[Given exercise 1]
Say whether each statement below agrees with the extract on datalink properties. Answer yes or no for each, and quote the deciding words.
(a) The dladm command can customize datalink properties only if the link's network driver has been converted to the GLDv3 framework.
(b) Private properties can be applied to any driver of the given media type.
(c) Link properties typically have no default settings.

[Extract]
|Skip Navigation Links|
|Exit Print View|
|Oracle Solaris Administration: Network Interfaces and Network Virtualization Oracle Solaris 11 Information Library|
In addition to performing basic datalink configuration, you can also use the dladm command to set datalink properties and customize them according to the needs of your network.
Note - Datalink properties can be customized by using the dladm command provided that the link's network driver has been converted to the GLDv3 framework, such as e1000g. To confirm whether your specific driver supports this feature, refer to the driver's man page.
Datalink properties that can be customized depend on the properties a specific NIC driver supports. Datalink properties that are configurable by using the dladm command fall into one of two categories:
Public properties that can be applied to any driver of the given media type such as link speed, autonegotiation for Ethernet, or the MTU size that can be applied to all datalink drivers.
Private properties that are particular to a certain subset of NIC drivers for a given media type. These properties can be specific to that subset because they are closely related either to the hardware that is associated with the driver or to the details of the driver implementation itself, such as debugging-related tunables.
Link properties typically have default settings. However, certain networking scenarios might require you to change specific property settings of a datalink. These property settings can be either public or private properties. For example, a NIC might be communicating with an old switch that does not properly perform autonegotiation. Or, a switch might have been configured to support Jumbo frames. Or, driver specific properties that regulate packet transmission or packet receiving might need to be modified for the given driver. In Oracle Solaris, all of these settings can now be reset by a single administrative tool, dladm.

[Extracted material]

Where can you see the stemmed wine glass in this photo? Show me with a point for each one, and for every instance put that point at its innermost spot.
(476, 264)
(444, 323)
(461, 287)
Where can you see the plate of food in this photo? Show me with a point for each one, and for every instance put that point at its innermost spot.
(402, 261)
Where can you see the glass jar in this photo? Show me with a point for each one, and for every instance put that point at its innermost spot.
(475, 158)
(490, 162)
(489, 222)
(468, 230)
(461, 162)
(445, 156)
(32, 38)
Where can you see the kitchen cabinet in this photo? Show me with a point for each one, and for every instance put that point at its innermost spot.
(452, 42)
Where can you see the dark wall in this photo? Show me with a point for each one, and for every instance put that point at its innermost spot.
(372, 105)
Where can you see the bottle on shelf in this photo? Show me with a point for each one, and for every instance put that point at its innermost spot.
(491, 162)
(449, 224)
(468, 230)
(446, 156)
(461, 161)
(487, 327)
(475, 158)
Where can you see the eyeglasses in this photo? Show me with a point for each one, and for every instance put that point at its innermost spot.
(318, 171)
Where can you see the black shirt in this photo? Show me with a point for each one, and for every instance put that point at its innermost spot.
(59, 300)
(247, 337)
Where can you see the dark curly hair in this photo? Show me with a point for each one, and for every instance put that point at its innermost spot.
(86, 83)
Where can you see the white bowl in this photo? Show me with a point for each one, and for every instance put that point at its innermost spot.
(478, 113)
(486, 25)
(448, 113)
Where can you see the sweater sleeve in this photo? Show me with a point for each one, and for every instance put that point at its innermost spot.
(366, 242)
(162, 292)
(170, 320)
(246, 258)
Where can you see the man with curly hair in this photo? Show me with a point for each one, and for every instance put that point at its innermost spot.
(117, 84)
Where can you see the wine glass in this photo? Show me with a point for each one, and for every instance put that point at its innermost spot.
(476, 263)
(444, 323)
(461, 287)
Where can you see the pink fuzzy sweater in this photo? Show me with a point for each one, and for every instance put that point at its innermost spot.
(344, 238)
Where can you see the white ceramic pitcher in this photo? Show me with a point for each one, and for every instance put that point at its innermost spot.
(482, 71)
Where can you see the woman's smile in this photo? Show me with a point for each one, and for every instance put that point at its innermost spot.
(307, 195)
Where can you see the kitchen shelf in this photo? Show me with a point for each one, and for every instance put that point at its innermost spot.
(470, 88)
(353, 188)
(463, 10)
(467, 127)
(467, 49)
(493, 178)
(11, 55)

[Given exercise 2] Rewrite the stretch of rows from the one containing "Where can you see the white bowl" through the last row, replacing "innermost spot" with "most central point" and changing nothing else.

[Task solution 1]
(a) Yes: "Datalink properties can be customized by using the dladm command provided that the link's network driver has been converted to the GLDv3 framework"
(b) No: "Private properties that are particular to a certain subset of NIC drivers for a given media type."
(c) No: "Link properties typically have default settings."

[Task solution 2]
Where can you see the white bowl in this photo? Show me with a point for each one, and for every instance put that point at its most central point.
(478, 113)
(486, 25)
(448, 113)
Where can you see the sweater sleeve in this photo? Show me with a point for each one, and for every instance put that point at its most central point.
(366, 242)
(162, 292)
(170, 320)
(246, 258)
Where can you see the man with curly hair in this photo? Show me with a point for each one, and for every instance put that point at its most central point.
(117, 84)
Where can you see the wine glass in this photo? Show me with a point for each one, and for every instance put that point at its most central point.
(476, 263)
(444, 323)
(461, 287)
Where can you see the pink fuzzy sweater in this photo? Show me with a point for each one, and for every instance put that point at its most central point.
(344, 238)
Where can you see the white ceramic pitcher in this photo? Show me with a point for each one, and for every instance put that point at its most central point.
(482, 71)
Where can you see the woman's smile in this photo? Show me with a point for each one, and for every instance put that point at its most central point.
(307, 195)
Where can you see the kitchen shelf in this photo? Show me with a point for each one, and for every instance put that point at its most central point.
(470, 88)
(353, 188)
(463, 10)
(467, 127)
(467, 49)
(493, 178)
(11, 55)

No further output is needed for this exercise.